- **TASK DIRECTIONS**
Your task is to find every line in the records that holds the string "chair" and copy it.

- **Dataset records**
----------
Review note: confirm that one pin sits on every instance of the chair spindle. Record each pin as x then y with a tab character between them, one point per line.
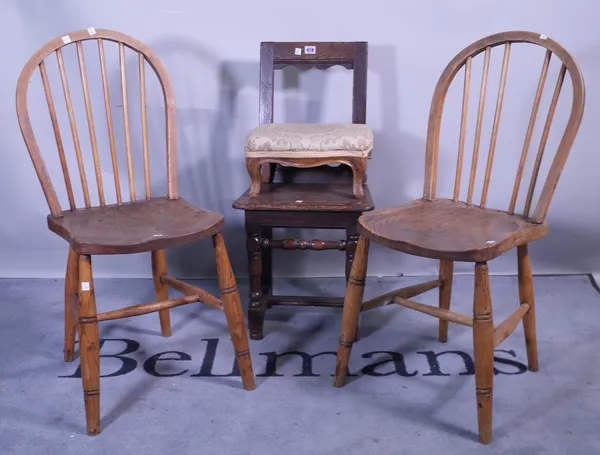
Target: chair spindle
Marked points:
90	119
67	93
486	67
532	119
109	122
544	139
57	135
463	129
126	122
494	138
----------
- **SOLUTION BELOW**
Review note: confirm that one pin sits on every instance of the chair spindle. Record each pin as x then y with a tab character between them, one point per line.
Target: chair spindle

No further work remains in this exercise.